#### TASK OBJECTIVE:
Transcribe the records below. Leave every word as it is.

Point localization data
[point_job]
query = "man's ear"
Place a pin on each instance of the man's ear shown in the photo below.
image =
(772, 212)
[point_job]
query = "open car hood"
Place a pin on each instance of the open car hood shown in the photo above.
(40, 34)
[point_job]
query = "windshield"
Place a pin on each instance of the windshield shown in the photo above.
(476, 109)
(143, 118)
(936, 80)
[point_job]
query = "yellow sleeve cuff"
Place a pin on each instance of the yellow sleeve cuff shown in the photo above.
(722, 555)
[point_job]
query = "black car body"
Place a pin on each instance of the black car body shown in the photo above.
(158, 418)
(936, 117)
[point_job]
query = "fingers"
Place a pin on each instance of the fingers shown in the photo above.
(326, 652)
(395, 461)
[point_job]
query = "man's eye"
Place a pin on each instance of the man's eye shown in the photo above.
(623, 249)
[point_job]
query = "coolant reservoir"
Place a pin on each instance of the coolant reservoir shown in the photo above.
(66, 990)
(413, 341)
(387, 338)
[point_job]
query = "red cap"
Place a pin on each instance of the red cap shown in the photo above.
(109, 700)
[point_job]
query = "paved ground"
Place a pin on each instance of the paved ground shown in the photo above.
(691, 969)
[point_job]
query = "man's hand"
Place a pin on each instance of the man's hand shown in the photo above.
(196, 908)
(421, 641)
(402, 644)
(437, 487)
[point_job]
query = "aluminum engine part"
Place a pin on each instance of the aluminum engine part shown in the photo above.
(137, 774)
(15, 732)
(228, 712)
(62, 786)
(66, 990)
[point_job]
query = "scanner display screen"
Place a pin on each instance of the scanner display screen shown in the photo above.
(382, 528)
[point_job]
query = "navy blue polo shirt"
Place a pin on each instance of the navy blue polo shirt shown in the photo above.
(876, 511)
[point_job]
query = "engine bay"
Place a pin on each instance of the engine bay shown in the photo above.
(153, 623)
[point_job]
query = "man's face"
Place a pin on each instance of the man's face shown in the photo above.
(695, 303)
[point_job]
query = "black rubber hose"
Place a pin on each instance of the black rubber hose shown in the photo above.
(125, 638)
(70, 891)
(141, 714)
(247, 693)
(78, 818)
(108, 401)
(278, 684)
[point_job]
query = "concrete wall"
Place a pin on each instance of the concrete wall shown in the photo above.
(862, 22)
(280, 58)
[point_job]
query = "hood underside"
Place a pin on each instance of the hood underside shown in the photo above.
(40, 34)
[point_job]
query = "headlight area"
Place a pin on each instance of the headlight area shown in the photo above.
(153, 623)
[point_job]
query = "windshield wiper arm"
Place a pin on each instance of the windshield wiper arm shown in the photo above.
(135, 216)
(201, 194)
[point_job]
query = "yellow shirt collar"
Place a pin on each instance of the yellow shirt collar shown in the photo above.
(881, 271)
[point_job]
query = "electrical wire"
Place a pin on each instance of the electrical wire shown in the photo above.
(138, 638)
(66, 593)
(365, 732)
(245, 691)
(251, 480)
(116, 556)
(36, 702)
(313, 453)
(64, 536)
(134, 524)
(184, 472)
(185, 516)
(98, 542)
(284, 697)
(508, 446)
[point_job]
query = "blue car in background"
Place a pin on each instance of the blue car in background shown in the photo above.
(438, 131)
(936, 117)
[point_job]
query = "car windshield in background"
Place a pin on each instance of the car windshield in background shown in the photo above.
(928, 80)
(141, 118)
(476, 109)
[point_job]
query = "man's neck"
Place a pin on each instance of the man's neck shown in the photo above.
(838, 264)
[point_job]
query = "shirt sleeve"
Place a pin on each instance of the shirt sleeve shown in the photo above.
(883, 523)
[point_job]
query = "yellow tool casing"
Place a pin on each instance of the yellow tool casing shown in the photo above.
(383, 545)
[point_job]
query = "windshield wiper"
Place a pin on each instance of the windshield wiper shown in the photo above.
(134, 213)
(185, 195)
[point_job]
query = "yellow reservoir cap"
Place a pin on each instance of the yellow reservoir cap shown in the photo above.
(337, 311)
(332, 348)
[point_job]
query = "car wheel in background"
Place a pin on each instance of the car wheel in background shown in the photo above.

#### ANSWER FOR THIS EXERCISE:
[point_job]
query = "man's ear"
Place a pin on each instance of the man's ear shown in the photo below.
image =
(772, 212)
[point_job]
query = "open car hood"
Place a pin on each instance of the open car hood shown in the photo above.
(40, 34)
[point_job]
query = "windshield"
Place a pin on each instance of the windshield shown in the photo above.
(476, 109)
(143, 118)
(936, 80)
[point_job]
query = "yellow sleeve cuff"
Place a pin on each instance of the yellow sleeve cuff shown in the photo above.
(722, 555)
[point_job]
query = "black car body"
Place a pin on each instance of the black car body shown in the photo above.
(158, 418)
(936, 117)
[point_job]
query = "fingers"
Place a pin on each instance of the fingers shown in the photo above.
(326, 652)
(395, 461)
[point_job]
query = "man's eye"
Place a pin on each instance of the man's eye shown in the photo above.
(623, 249)
[point_job]
query = "coolant reservoir"
Place a pin on each instance of the coolant reservoir shown in the photo above.
(66, 990)
(413, 341)
(387, 338)
[point_job]
query = "red cap"
Place a pin on each instance of the red cap shown in the photo above.
(109, 700)
[point_job]
query = "paved ground"
Place a pin on each instance of the paved ground shown in the photo above.
(691, 969)
[point_job]
query = "man's hand"
Place a pin on each instance of the man's hand shown in the photo above.
(196, 908)
(421, 641)
(402, 644)
(437, 487)
[point_job]
query = "aluminum engine part"
Place a pin on each instance of the aluminum engine part shown in the photo above.
(137, 774)
(15, 732)
(228, 712)
(62, 786)
(66, 990)
[point_job]
query = "scanner display screen"
Place a pin on each instance of the scanner display screen shown in the photo above.
(382, 528)
[point_job]
query = "navy blue polo shirt"
Place a pin on each instance of the navy blue polo shirt shown in the photo above.
(876, 511)
[point_job]
query = "engine bay"
Place a pin on each instance of the engine bay shown in the photo above.
(153, 623)
[point_job]
query = "man's face"
Place a pin on each instance of the man's face shown in the photo above.
(695, 303)
[point_job]
query = "black rubber hose"
Place a pin on each instance of the black rubber hose shown in the photo above.
(125, 638)
(70, 891)
(141, 714)
(247, 693)
(78, 818)
(108, 401)
(278, 684)
[point_job]
query = "concrete wall"
Place a pin on each instance of the concrete wall shown in the photo above.
(862, 22)
(280, 58)
[point_job]
query = "hood underside"
Place a pin on each instance of the hood underside shown in the photo above.
(40, 34)
[point_job]
query = "headlight area"
Place a pin on each instance of the headlight area shown in the photo above.
(153, 623)
[point_job]
query = "windshield wiper arm"
Place a pin on each instance of the windshield wiper arm shown in the photo above.
(135, 216)
(201, 194)
[point_job]
query = "yellow shirt collar"
Place a pin on each instance of the yellow shirt collar shown in the photo above.
(881, 271)
[point_job]
query = "electrical wire"
Place a pin on each instance of the electrical wire shown in the photo above.
(138, 638)
(66, 593)
(365, 732)
(245, 691)
(251, 480)
(116, 556)
(36, 702)
(313, 453)
(64, 536)
(134, 524)
(184, 472)
(185, 516)
(98, 542)
(284, 697)
(508, 446)
[point_job]
query = "blue car in background"
Place a pin on each instance of the blue car in background shown in the photo above.
(438, 131)
(936, 117)
[point_job]
query = "car windshield in background"
Place a pin on each instance of the car windshield in background shown in the photo above.
(928, 80)
(141, 118)
(476, 109)
[point_job]
query = "man's neck"
Place a pin on each instance of the man's neck shown in the photo above.
(838, 264)
[point_job]
query = "shirt sleeve"
Place a pin on each instance of the shirt sleeve shown in the photo above.
(883, 523)
[point_job]
query = "yellow tool casing"
Place a pin on each instance of the yellow tool casing shown in the photo above.
(383, 545)
[point_job]
query = "windshield wiper"
Place a pin on each instance of the windshield wiper shown in the photo above.
(134, 213)
(185, 195)
[point_job]
query = "yellow reservoir cap"
Place a pin on each instance of the yellow reservoir cap shown in the photo above.
(337, 311)
(332, 348)
[point_job]
query = "car wheel in background"
Place a pin on each instance of the car wheel in background shown in the photo above.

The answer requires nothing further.